(Short task 1): Copy the entries verbatim, beginning with the line containing "<item>woman holding smartphone</item>?" and continuing through the last line of the entries.

(Extracted text):

»»

Social-emotional learning
Introducing a new program to a school or district often inspires both anticipation and hesitation. For some educators, implementing programs in social and emotional learning (SEL) brings about added concerns. To address these concerns realistically, we draw from a series of ethnographic site visits we made from September through December 1996 as part of a team at Rutgers University. We visited established social and emotional learning programs in public and private schools in all parts of the United States. The schools are in urban, suburban, and rural settings, and the programs have been operating from 3 to nearly 20 years. In addition, all of us have been involved in implementing and evaluating award-winning Social Decision Making and Problem Solving Programs in school districts around the United States.
Here we present information to help educators get SEL programs started. Specifically, we address the attitudinal and logistical roadblocks that educators initiating these programs have faced—and have overcome.

Attitudinal Roadblocks

Is it a fad?Some educators may dismiss social and emotional learning as the latest fad, claiming that teachers already address these needs every day. They would like to keep doing things the same way, hoping that the new interest in social and emotional learning will fade away.
It is true that many educators address students' social and emotional learning on a daily basis, and many teachers and schools are already involved in excellent practices that promote social and emotional development. That does not mean, however, that there is nothing new to consider.

««

(Dataset):
»»

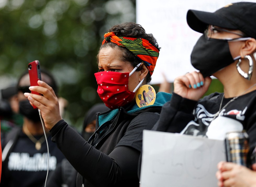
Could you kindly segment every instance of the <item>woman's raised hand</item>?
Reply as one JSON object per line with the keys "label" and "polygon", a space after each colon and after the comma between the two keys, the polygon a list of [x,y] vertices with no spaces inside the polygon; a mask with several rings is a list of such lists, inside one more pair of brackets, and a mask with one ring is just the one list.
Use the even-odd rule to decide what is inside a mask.
{"label": "woman's raised hand", "polygon": [[210,77],[204,78],[200,72],[188,73],[174,80],[174,92],[182,97],[197,101],[206,92],[211,82]]}
{"label": "woman's raised hand", "polygon": [[58,98],[52,88],[49,85],[41,81],[38,81],[37,83],[39,86],[31,86],[29,89],[43,95],[30,93],[25,93],[24,95],[27,98],[30,104],[40,110],[46,127],[51,129],[62,119],[60,113]]}
{"label": "woman's raised hand", "polygon": [[256,165],[251,170],[245,166],[232,162],[221,161],[218,164],[216,173],[219,187],[255,187]]}

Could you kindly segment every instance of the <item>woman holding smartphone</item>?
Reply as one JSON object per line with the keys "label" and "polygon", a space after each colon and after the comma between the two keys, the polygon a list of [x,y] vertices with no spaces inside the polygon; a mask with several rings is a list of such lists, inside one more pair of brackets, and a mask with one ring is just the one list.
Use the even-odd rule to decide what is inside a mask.
{"label": "woman holding smartphone", "polygon": [[97,129],[88,142],[62,119],[58,99],[45,83],[30,88],[43,97],[24,95],[40,110],[52,141],[79,173],[77,186],[139,186],[142,130],[152,128],[171,95],[158,93],[153,105],[142,108],[135,102],[138,88],[151,80],[159,54],[152,34],[129,22],[114,26],[104,38],[95,75],[99,96],[111,110],[97,114]]}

««

(Short task 2): According to the text on social-emotional learning, over what period did the Rutgers University team make its ethnographic site visits?

(Problem solution 1):
Could you kindly segment every instance of the <item>woman holding smartphone</item>?
Reply as one JSON object per line with the keys "label" and "polygon", a space after each colon and after the comma between the two keys, the polygon a list of [x,y] vertices with no spaces inside the polygon; a mask with several rings is a list of such lists, inside one more pair of brackets, and a mask with one ring is just the one list.
Use the even-odd rule to decide what is inside a mask.
{"label": "woman holding smartphone", "polygon": [[97,129],[88,142],[62,119],[58,99],[45,83],[30,88],[43,97],[24,95],[40,110],[52,141],[79,173],[77,186],[139,186],[142,130],[152,128],[171,95],[158,93],[153,105],[142,108],[135,102],[138,88],[151,80],[159,54],[152,34],[129,22],[114,26],[104,38],[95,75],[99,96],[111,110],[97,114]]}

(Problem solution 2): From September through December 1996.